___ Text excerpt
PART I. (Written answers).
- Word processing (20 points).
In Kleinberg and Tardos, Chapter 6, Exercise 6.
-
Longest Common Subsequences
(15 points).
The Longest Common Subsequence (LCS) of two strings:
Sa = sa1 sa2 ... sam
and
Sb = sb1 sb2 ... sbn
is a string
Sc = LCS(Sa, Sb) = sc1 sc2 ... scq
such that Sc is a subsequence of Sa, and Sc is a subsequence of Sb,
and for any other common subsequence Sc' of Sa and Sb,
length(Sc) >= length(Sc').
It is possible to compute the length of an LCS using Dynamic Programming.
(a) give a recurrence equation for computing M(Prefix(Sa, i), Prefix(Sb, j)) which is defined as
the length of a longest common subsequence of Prefix(Sa, i) and Prefix(Sb, j).
Here Prefix(S, k) is defined as the string consisting of the first k characters of S.
(b) Draw the 2D array of values for M(Prefix(Sa, i), Prefix(Sb, j)) for the following
pair of strings.
Sa = A L K W A R I Z M I
Sb = A L G O R I T H M
(c) Draw a backtrace on the array that shows how to recover LCS(Sa, Sb) from the M array.
Circle the entries of the array M that correspond to one particular LCS.
- Stereo Vision (15 points).
In this exercise, you'll apply dynamic programming to the problem
of stereo computer vision.
The full stereo computer vision problem consists of taking two
images of a scene (a left-eye image and a right-eye image, actually
taken with a camera or two cameras), and computing a depth map
from them, using the slight differences between the images.
We will focus on a small but key part of this problem: the problem
of taking a pair of scanlines (one from each image) and determining
the correspondence between pixels. For example, if the scene includes
a human face, there should be a pixel at the lower-left corner of
the person's nose in each of the images, and assuming that the
images are aligned properly, the two pixels should occur in corresponding
scanlines (at the same height in the images). The two pixels will probably
be in slightly different horizontal positions due to the difference
in the left and right views. The pixels can be expected to have approximately
the same brightness value. We want our method to put these two pixels into
correspondence (along with many other corresponding pairs).
______
→ Written task A:
How would the sentence "It is possible to compute the length of an LCS using Dynamic Programming." from the assignment text read in Spanish?
→ Written task B:
Repeat the stretch of the assignment text that begins at the words "It is possible" and stops after "one particular LCS.".
→ Written task C:
How many points does the assignment text give the word processing part?
___ Records provided
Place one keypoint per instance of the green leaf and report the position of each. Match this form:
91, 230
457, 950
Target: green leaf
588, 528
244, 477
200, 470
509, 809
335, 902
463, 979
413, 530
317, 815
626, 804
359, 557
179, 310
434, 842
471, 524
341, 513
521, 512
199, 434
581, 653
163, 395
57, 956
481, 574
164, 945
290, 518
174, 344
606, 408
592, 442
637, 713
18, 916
______
→ Correct response A:
Es posible calcular la longitud de una LCS mediante programación dinámica.

→ Correct response B:
It is possible to compute the length of an LCS using Dynamic Programming.
(a) give a recurrence equation for computing M(Prefix(Sa, i), Prefix(Sb, j)) which is defined as
the length of a longest common subsequence of Prefix(Sa, i) and Prefix(Sb, j).
Here Prefix(S, k) is defined as the string consisting of the first k characters of S.
(b) Draw the 2D array of values for M(Prefix(Sa, i), Prefix(Sb, j)) for the following
pair of strings.
Sa = A L K W A R I Z M I
Sb = A L G O R I T H M
(c) Draw a backtrace on the array that shows how to recover LCS(Sa, Sb) from the M array.
Circle the entries of the array M that correspond to one particular LCS.

→ Correct response C:
20 points.